## Input

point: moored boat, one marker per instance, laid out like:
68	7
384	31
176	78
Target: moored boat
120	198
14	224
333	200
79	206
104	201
---
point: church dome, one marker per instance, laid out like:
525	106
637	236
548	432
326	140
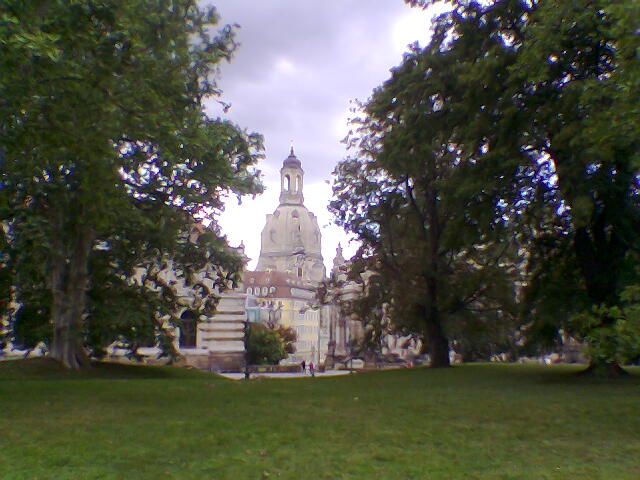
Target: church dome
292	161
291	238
* * *
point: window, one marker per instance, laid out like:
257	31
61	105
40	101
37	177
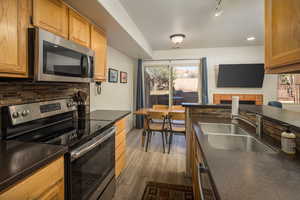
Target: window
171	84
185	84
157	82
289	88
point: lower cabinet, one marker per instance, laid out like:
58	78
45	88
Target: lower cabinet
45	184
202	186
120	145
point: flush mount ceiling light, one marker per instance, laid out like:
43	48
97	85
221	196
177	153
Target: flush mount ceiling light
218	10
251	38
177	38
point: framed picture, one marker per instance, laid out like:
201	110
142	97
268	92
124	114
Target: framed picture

## What is required
Rescale the stretch from the line containing "point: flush mount" through the line containing "Target: framed picture" by writing those lines out again, requests included. Multiply each point coordinate in the answers by 0.3 and round to whole numbers, with halves rounded up, but leave the numbers in the requests and their layout samples unchanged.

## Correct result
point: flush mount ceiling light, one marker per instance, laid out like:
43	48
97	85
221	196
177	153
Target: flush mount ceiling light
65	3
75	11
53	11
point: framed picture, one marker per instance, laid out like:
201	110
142	97
268	92
124	114
Target: framed picture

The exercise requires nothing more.